**TEXT BLOCK:**

========

PathwayDB is the most recent addition to PMAP and is still in its formative stages. This database contains three types of information on proteolytic pathways and networks: (i) pathways reconstructed in silico using proteolytic event(s) as an initial seed, (ii) protease inferred networks reconstructed by a focused lexical application of Cytoscape (23) and (iii) scenarios of the function of proteolytic pathways derived from rule-based modeling. PathwayDB stores and displays, upon user request, pathways previously constructed from each of these scenarios. PathwayDB is a community-driven database where a registered user can create or modify pathways. Though the current content of PathwayDB is limited, it is continuously being expanded by the group of curators at The Center on Proteolytic Pathways, and by outside users.

Event-driven reconstruction

Single-order proteolytic pathways are reconstructed in silico by using proteolytic events from CutDB as a seed. The user can select an event, or a series of proteolytic events, and the system constructs a network diagram in which the nodes correspond to proteases and substrates (Figure 3A). Hence, one can easily visualize all of the substrates for a given protease, or even all of the proteases that cleave a given substrate. These networks can be expanded to another level by including protein–protein interaction data taken from the IntAct database and homology information from UniRef (24). This allows a vastly simplified visualization of the network and eliminates a great deal of redundancy. In the network diagrams that are generated, the substrate names are converted into HUGO gene symbols (25), which are stored in NCBI RefSeq records. Reconstructed network can be submitted for storage to PathwayDB (with appropriate title and description given by the author) and retrieved by any user.

Figure 3.

Three types of information in PathwayDB. (A) Automated network reconstruction for one proteolytic events caused by ADAM17 peptidase and Notch1 preproprotein. Left panel: from CutDB front page, users search for the events. Middle panel: selection of events to reconstruct networks. Users can also define three parameters to show the network diagrams: (i) ID display mode; (ii) flexibility of connection, the nodes are connected within given threshold of sequence similarity; and (iii) steps of expanding, the edges are extended by given extension level. Right panel: the reconstructed pathway. The red arrows indicate the selected events. The black arrows indicate expanded events. The nonarrows edges are protein–protein interactions. (B) Proteolytic inferred networks. Left panel: PubMed-XML writer, a web service for extracting Medline abstracts, is used to delimit lexical queries, for example ‘complement AND proteolysis’. These abstracts are then assembled in XML format and submitted to Agilent Literature Search, acting as plug-in to Cytoscape (middle panel), which parses sentences containing ontologically known entities (such as gene and protein names). Cytoscape takes these gene/protein names and builds interactive networks as hyper-graphs. Right panel: hyper-graph generated for one ‘Network of the month’ entitled ‘Complement activation and regulation 01’. This network captured five proteases (nodes in yellow) that interplay with six substrates (nodes in green), four cofactors (nodes in light yellow), two inhibitors (nodes in red) and other binding proteins such as C4BP (white nodes). (C) Rule-based modeling of network function. Left panel: schematic representation of major events involved in coagulation. Middle panel: rules for coagulation cascade. Right panel: modeling of production/consumption profiles of individual components of the pathway using an in-house developed rule-based model for coagulation. In the plot, the x-axis denoted the time of simulations (100 iterations) and the y-axis is the molecular concentrations in nanomolar (0–100 000).

========

Extracted data entries
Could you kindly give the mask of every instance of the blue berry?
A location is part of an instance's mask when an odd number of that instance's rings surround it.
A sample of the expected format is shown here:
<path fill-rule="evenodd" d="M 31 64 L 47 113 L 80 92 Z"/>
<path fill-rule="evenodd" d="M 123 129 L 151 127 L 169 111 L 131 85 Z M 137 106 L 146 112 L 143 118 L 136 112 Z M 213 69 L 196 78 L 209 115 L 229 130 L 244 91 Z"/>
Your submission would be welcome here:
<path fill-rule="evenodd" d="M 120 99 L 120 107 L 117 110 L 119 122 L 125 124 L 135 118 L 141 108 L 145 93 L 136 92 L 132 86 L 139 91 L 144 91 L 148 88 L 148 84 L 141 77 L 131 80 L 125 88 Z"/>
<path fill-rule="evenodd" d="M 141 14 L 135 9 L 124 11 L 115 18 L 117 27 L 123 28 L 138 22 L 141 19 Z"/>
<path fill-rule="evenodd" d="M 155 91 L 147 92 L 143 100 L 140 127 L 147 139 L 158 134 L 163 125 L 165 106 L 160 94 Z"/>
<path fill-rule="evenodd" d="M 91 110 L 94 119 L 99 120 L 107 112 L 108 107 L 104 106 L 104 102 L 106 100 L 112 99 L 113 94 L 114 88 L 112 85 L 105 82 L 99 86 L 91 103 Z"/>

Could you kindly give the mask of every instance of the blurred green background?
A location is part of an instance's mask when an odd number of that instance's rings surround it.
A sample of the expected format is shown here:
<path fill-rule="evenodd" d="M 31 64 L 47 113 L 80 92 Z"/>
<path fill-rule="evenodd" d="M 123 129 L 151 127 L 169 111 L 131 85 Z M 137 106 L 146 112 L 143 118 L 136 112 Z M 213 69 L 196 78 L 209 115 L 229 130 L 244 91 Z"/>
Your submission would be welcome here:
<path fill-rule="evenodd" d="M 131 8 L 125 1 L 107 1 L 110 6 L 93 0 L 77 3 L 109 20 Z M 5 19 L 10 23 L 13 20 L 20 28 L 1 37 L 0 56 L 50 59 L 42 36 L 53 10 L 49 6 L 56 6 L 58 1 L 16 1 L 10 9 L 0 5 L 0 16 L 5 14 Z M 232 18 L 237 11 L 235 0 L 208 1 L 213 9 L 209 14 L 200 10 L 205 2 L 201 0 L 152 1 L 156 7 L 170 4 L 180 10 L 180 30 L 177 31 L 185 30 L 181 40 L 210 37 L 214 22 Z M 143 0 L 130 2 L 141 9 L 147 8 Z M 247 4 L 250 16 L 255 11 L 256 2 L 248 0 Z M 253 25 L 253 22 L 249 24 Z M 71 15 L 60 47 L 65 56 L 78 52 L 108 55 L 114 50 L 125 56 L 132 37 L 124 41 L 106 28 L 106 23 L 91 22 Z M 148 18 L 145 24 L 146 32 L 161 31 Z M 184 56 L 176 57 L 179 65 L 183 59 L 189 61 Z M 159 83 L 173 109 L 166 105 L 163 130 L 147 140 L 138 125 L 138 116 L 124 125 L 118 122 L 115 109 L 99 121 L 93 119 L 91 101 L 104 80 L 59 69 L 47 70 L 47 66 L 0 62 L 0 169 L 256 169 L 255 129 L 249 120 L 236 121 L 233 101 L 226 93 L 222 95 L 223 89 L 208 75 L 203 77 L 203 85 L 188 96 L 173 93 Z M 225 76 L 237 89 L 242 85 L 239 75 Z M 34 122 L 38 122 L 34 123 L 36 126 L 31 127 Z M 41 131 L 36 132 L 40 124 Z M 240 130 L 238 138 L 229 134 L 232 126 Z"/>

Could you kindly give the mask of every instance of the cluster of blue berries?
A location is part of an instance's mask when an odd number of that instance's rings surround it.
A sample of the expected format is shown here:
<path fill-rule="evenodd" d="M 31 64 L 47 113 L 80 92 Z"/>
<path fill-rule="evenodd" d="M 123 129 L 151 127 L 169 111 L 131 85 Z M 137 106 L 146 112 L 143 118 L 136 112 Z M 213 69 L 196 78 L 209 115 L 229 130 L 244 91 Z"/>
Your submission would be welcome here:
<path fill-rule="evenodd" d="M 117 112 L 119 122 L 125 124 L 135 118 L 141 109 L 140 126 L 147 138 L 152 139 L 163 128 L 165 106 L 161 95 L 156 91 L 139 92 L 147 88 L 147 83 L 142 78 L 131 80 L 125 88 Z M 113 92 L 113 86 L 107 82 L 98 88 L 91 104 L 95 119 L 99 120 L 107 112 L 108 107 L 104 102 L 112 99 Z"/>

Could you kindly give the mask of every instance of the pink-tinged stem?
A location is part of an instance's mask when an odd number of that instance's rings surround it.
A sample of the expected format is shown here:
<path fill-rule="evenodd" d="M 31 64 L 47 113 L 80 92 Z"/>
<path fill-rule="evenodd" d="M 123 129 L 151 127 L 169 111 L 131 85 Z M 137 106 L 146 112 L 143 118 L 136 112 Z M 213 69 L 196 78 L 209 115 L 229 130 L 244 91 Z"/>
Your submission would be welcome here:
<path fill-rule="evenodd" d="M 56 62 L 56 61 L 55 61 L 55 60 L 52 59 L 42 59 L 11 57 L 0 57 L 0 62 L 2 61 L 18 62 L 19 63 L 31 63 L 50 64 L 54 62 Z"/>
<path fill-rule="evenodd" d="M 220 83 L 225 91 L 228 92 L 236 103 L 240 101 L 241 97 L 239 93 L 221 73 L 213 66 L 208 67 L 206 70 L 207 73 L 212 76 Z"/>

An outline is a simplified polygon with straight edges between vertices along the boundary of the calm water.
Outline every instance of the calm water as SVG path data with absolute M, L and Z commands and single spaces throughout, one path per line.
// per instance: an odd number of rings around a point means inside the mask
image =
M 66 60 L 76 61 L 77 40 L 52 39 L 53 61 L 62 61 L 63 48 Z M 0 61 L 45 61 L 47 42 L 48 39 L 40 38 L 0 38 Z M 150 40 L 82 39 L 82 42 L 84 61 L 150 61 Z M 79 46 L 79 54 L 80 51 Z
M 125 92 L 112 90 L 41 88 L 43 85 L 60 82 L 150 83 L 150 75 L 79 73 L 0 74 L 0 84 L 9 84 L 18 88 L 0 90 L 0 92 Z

========

**ASSIGNED TASK A:** In the PathwayDB passage, which database supplies the proteolytic events used as a seed for reconstructing single-order pathways?
**ASSIGNED TASK B:** Proceed with the PathwayDB passage, picking up right after its last sentence.
The rows have no connection to the PathwayDB passage.

**EXERCISE ANSWER A:** CutDB

**EXERCISE ANSWER B:**
Proteolytic inferred networks

PathwayDB contains inferred networks in the form of a ‘Network of the month’. These networks are developed using a focused application of Cytoscape (23). Ultimately, PMAP will provide users with the opportunity to construct networks in the same manner. The ‘Network of the month’ is a natural language processing (NLP)-based and author-driven network of molecular events including proteolysis of interest. It is extracted from natural language text such as PubMed abstracts, and is represented in a hierarchical hyper-graph data structure (23,26). By adding this new capability to Cytoscape, we are able to extract information on proteolytic events from Medline and automatically reconstruct protease inferred networks. The example network shown in Figure 3B was constructed starting from a simple two-word query (e.g. ‘complement AND proteolysis’) to PubMed. GO names found in the resulting 396 MEDLINE abstracts were imported into Cytoscape to generate the literature-supported inferred network.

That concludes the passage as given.